(Coordinate annotation entries)
⁂
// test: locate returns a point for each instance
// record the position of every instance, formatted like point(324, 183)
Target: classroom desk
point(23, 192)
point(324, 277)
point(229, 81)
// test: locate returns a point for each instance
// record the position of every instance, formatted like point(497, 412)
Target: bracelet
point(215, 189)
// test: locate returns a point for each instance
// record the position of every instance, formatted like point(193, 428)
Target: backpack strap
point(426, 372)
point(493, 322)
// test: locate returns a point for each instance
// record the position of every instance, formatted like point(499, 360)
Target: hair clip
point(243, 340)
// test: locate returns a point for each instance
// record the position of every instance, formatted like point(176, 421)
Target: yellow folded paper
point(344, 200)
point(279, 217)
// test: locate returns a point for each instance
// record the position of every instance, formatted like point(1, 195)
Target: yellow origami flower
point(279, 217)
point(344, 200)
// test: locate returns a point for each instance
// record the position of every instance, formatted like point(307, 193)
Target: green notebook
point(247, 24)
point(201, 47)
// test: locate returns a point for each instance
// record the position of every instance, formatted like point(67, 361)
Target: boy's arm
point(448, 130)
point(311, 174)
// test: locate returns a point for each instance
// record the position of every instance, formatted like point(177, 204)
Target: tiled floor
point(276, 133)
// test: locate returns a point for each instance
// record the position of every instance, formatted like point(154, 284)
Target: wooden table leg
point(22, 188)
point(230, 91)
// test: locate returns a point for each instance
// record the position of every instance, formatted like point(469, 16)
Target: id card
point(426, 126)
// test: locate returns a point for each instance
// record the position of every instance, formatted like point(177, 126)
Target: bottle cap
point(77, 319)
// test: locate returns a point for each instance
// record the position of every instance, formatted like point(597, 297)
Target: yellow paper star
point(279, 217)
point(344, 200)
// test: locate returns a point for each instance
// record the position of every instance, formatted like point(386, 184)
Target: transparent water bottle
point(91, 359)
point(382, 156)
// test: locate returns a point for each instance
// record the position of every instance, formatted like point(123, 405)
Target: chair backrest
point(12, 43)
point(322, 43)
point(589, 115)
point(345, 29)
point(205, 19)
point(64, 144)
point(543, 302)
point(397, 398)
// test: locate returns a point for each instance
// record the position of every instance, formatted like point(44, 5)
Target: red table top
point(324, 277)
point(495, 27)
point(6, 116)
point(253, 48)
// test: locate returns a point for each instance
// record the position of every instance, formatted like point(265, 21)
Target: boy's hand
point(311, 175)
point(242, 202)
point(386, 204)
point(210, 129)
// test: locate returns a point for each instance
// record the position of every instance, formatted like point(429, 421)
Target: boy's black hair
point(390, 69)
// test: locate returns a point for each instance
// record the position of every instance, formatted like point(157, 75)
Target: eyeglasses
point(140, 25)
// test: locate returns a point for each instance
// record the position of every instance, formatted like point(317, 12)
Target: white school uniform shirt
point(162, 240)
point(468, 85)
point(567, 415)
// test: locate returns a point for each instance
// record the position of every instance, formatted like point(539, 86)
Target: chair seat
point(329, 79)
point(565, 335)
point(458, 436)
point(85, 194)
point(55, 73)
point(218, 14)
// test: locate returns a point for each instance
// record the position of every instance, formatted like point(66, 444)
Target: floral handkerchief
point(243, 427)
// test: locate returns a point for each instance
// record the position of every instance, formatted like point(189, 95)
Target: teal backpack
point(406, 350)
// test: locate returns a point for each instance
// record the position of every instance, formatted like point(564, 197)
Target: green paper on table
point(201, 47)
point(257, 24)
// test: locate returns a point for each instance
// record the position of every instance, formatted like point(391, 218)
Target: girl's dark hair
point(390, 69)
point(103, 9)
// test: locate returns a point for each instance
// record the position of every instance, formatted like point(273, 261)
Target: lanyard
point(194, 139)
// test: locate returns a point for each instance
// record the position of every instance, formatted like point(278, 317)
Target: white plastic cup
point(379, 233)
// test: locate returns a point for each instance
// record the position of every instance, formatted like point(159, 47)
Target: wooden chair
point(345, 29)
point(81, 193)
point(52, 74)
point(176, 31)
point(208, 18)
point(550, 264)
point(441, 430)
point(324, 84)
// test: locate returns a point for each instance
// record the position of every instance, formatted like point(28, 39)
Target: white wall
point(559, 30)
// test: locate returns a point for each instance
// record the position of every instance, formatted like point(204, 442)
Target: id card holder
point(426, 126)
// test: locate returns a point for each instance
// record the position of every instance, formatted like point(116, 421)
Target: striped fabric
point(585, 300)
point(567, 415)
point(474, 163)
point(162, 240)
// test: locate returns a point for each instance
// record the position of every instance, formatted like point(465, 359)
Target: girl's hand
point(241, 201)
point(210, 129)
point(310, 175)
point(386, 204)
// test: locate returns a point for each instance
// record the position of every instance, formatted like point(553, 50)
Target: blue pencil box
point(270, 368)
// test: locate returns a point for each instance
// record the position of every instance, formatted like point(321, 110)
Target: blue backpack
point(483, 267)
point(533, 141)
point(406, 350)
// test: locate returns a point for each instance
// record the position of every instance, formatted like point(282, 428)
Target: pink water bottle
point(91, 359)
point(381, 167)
⁂
▸ **Work to be completed**:
Gather every line from the entries above that contains the string "yellow" and list them.

▸ **The result**:
Target: yellow folded paper
Target: yellow origami flower
Target: yellow paper star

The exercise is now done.